BEGIN Records shown

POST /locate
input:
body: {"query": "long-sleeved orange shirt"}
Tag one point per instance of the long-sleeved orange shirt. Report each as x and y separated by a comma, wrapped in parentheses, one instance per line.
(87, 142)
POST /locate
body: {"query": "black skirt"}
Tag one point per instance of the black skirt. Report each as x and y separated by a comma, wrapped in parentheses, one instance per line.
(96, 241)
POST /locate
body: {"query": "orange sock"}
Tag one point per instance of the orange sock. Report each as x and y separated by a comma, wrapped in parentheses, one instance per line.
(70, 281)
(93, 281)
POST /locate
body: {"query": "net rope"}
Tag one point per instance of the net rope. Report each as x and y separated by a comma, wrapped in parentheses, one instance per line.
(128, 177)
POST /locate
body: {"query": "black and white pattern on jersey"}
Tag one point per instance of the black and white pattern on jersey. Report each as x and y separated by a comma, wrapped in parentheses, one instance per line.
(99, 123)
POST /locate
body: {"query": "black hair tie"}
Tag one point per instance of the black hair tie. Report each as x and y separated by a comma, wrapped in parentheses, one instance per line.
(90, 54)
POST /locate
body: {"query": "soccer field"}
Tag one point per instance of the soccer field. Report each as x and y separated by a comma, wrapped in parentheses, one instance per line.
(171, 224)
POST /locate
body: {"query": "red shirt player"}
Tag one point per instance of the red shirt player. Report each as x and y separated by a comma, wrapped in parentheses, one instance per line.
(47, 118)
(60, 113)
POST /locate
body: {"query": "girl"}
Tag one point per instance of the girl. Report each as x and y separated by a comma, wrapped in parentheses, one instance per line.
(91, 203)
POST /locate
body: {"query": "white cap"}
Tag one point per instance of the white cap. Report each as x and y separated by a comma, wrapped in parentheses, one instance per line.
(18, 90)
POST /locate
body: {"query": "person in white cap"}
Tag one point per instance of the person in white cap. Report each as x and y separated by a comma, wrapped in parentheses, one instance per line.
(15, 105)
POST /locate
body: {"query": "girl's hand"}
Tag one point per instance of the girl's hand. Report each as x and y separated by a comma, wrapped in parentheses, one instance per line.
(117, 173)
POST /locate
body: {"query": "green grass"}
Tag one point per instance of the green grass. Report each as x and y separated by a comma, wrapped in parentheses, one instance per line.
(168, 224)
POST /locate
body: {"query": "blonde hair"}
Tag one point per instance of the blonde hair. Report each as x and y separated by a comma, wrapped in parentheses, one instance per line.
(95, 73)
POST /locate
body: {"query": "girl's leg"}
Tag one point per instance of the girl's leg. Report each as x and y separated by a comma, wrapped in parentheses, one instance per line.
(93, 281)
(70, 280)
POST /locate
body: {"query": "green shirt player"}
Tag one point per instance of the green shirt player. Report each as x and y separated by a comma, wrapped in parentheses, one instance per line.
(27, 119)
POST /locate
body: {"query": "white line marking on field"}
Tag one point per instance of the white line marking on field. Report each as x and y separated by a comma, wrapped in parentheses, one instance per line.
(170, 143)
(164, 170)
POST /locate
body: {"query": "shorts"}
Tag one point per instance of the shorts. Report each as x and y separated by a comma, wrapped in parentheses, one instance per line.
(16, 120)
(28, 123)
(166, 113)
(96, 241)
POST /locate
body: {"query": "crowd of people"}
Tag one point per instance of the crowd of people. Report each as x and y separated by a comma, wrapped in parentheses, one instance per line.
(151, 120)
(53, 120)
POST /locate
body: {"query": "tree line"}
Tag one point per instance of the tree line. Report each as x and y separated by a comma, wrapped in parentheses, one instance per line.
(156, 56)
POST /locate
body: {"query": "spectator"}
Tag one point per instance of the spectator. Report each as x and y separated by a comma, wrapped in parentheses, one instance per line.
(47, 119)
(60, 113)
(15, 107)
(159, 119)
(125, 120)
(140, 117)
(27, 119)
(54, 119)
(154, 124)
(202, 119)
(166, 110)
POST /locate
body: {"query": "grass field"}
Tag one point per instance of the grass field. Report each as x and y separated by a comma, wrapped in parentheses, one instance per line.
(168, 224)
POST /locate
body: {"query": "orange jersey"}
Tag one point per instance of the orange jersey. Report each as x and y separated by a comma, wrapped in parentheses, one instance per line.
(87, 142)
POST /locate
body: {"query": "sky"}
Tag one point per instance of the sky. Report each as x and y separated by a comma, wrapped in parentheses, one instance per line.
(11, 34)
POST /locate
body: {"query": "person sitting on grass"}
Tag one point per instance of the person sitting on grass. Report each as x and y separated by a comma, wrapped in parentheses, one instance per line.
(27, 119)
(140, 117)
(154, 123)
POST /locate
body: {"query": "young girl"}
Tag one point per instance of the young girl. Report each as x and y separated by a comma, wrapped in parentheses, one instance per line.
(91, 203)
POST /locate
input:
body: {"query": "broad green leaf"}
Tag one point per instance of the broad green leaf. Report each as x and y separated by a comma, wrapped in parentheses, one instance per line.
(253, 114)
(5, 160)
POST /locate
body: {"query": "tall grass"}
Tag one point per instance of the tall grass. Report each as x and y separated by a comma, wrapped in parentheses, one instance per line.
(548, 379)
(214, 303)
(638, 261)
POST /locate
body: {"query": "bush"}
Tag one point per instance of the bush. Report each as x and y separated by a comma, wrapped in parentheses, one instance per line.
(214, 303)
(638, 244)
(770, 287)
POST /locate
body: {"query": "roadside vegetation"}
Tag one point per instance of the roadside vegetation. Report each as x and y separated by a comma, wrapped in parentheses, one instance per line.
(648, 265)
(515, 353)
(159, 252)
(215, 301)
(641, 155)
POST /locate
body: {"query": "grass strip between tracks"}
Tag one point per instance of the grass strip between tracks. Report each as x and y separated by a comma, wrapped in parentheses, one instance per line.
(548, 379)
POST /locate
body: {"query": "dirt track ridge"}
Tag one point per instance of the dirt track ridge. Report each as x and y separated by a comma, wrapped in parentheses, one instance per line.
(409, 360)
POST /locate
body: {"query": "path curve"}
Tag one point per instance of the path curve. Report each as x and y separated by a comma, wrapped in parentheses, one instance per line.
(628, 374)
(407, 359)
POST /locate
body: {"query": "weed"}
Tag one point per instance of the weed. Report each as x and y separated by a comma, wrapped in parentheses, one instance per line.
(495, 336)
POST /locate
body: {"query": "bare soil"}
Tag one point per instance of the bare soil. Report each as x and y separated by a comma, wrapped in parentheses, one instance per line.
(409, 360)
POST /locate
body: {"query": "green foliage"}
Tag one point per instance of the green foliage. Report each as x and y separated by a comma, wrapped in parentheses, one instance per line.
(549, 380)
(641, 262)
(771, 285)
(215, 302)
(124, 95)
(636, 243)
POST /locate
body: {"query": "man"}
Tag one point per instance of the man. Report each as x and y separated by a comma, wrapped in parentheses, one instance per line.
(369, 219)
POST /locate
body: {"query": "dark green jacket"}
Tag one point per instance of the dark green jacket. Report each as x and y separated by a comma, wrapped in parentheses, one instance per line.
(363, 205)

END Records shown

What you should do:
All the records above need to be restated exactly, line by line.

Task output:
POST /locate
input:
body: {"query": "long-sleeved orange shirt"}
Tag one point per instance of the long-sleeved orange shirt. Report each as x and y separated by a comma, wrapped in parentheses, one instance per line.
(87, 142)
POST /locate
body: {"query": "black skirt"}
Tag one point per instance of the black skirt. Report each as x and y separated by a comma, wrapped in parentheses, one instance per line.
(96, 241)
POST /locate
body: {"query": "orange sock"}
Tag one point per instance of the orange sock. Report each as x and y separated by a comma, wrapped in parentheses, one instance per line.
(70, 281)
(93, 281)
POST /locate
body: {"query": "net rope"}
Tag one point per instance of the net rope. Report each as x and y separated by a comma, wrapped in parentheses, one instance per line.
(128, 177)
POST /locate
body: {"query": "black and white pattern on jersey"}
Tag one point per instance of the black and white pattern on jersey. Report each as x and y separated by a comma, wrapped in parentheses, one instance per line.
(99, 123)
POST /locate
body: {"query": "black hair tie"}
Tag one point per instance of the black hair tie. Report each as x and y separated by a comma, wrapped in parentheses, one instance per line.
(90, 54)
POST /locate
body: {"query": "soccer field"}
Tag one point per instance of the soccer field. Report each as x and y separated by a comma, wrapped in parentheses, one instance per line.
(171, 224)
POST /locate
body: {"query": "red shirt player"}
Tag one point per instance of the red shirt player. Report each as x and y separated by a comma, wrapped in parentheses, one instance per line.
(47, 118)
(60, 113)
POST /locate
body: {"query": "girl"}
Tag one point per instance of the girl. Report each as x and y separated by a comma, wrapped in parentheses, one instance per line.
(91, 203)
POST /locate
body: {"query": "white cap"}
Tag one point per instance of the white cap. Report each as x and y separated by a comma, wrapped in parentheses, one instance per line.
(18, 90)
POST /locate
body: {"query": "person in white cap"}
Tag one point per instance of the person in white cap. Report each as x and y separated by a comma, wrapped in parentheses, one instance per line.
(15, 105)
POST /locate
body: {"query": "girl's hand"}
Tag one point per instance of the girl's hand. Report each as x and y separated by a comma, wrapped in parentheses, one instance per line.
(117, 173)
POST /locate
body: {"query": "green grass"}
Tag one point per instance of the green grass. Report each as x and y separated by a comma, wrapped in parentheses, one instance per line.
(168, 224)
POST /locate
body: {"query": "blonde hair"}
Tag one point per instance of the blonde hair. Report each as x and y separated by a comma, wrapped in parentheses, one instance per line.
(95, 73)
POST /locate
body: {"query": "girl's leg"}
Tag one point per instance of the girl's leg. Report each as x and y separated by a comma, wrapped in parentheses, one instance per line.
(93, 281)
(70, 280)
POST /locate
body: {"query": "green shirt player"}
Tag one point per instance of the green shirt player. Report each as x and y separated by a comma, wrapped in parentheses, one instance per line.
(27, 119)
POST /locate
body: {"query": "white line marking on field"}
Tag one point per instance of the white line marking on field. Report each as x and y separated by a comma, wrapped in parentheses, one instance per line.
(170, 143)
(164, 170)
POST /locate
body: {"query": "shorts"}
Tag one point per instance of the shorts. Report each as x and y separated by a comma, wrapped in parentheses, one instance per line.
(16, 120)
(28, 123)
(166, 113)
(96, 241)
POST /locate
body: {"query": "crowd of people"}
Tag one point per instance of the crowd of people. Report each as x and y separated by a comma, wrapped in parentheses, one instance per line.
(151, 120)
(53, 120)
POST /locate
body: {"query": "tree line"}
Tag one point per instance of the tree line. Report each as x and y separated by a comma, wrapped in parentheses, one instance per line.
(156, 56)
POST /locate
body: {"query": "spectator"}
Tag one point per instance of the spectator. Report each as x and y separated by a comma, wrapped in parentheses, one instance per line.
(47, 119)
(60, 113)
(15, 107)
(159, 119)
(125, 120)
(140, 117)
(27, 119)
(54, 119)
(154, 124)
(202, 119)
(166, 110)
POST /locate
body: {"query": "grass field"}
Tag one point per instance of the grass field. Report each as x and y separated by a comma, wrapped in parentheses, one instance per line.
(168, 224)
POST /locate
body: {"query": "orange jersey"}
Tag one point per instance of the orange jersey. Report each as x and y separated by a comma, wrapped in parentheses, one instance per line.
(87, 142)
POST /locate
body: {"query": "sky"}
Tag one point per instance of the sky. Report each as x and y separated by a comma, wrapped in parentheses, one instance per line.
(11, 34)
POST /locate
body: {"query": "person sitting on grass"}
Tag one point per instance of the person sitting on grass. Report each as x and y separated by a comma, wrapped in parentheses, one instance per line.
(27, 119)
(140, 117)
(154, 123)
POST /locate
body: {"query": "young girl"}
Tag one point per instance of the young girl. Report each as x and y separated by a comma, wrapped in parentheses, one instance per line.
(91, 203)
POST /locate
input:
body: {"query": "broad green leaf"}
Tag one point per instance of the broad green leaf. Report each as x and y separated by a comma, wrapped in parentheses, one instance per line.
(253, 114)
(5, 160)
POST /locate
body: {"query": "tall grass"}
Tag one point per instance of the tall grass. Report each as x and y separated by a comma, wrapped in parentheses, one instance per line.
(548, 379)
(214, 303)
(638, 261)
POST /locate
body: {"query": "bush"}
Tag one point per instance of the bush. Report each as x and y separated by a comma, wrapped in parentheses, one instance per line.
(214, 303)
(638, 244)
(770, 287)
POST /locate
body: {"query": "roadside vegetation"}
Tag one point per instance of the roadside vegetation. Report each as x and y separated by a comma, wrapped in parentheses, one instance per line.
(648, 265)
(515, 353)
(159, 252)
(215, 301)
(641, 155)
POST /locate
body: {"query": "grass strip between tracks"}
Tag one point per instance of the grass strip between tracks. Report each as x and y separated by a comma, wrapped in parentheses, one instance per line.
(548, 379)
POST /locate
body: {"query": "dirt track ridge"}
Tag one point per instance of the dirt track ridge. Report each as x and y separated by a comma, wrapped in parentheses, one instance per line.
(409, 360)
POST /locate
body: {"query": "path curve"}
Tag one point per instance of the path curve. Report each as x and y separated by a comma, wrapped in parentheses, one instance per line.
(628, 374)
(407, 359)
POST /locate
body: {"query": "weed"}
Tag one point per instance of the weed. Report each as x and y separated by a comma, wrapped in parentheses, one instance per line.
(495, 336)
POST /locate
body: {"query": "bare soil"}
Tag one point per instance of the bare soil. Report each as x and y separated by a comma, wrapped in parentheses, one instance per line.
(409, 360)
POST /locate
body: {"query": "green foliage"}
Tag one point per instance of the green foliage. Report each as x and y separated by a comma, wrapped in parentheses, one instance per line.
(549, 380)
(641, 262)
(771, 285)
(215, 302)
(124, 95)
(636, 243)
POST /locate
body: {"query": "man"}
Tag one point per instance of the man. Report each as x and y separated by a comma, wrapped in parentheses, one instance per line.
(369, 219)
POST /locate
body: {"query": "dark green jacket"}
Tag one point per instance of the dark green jacket. Report each as x and y separated by a comma, wrapped in parentheses, one instance per line.
(363, 205)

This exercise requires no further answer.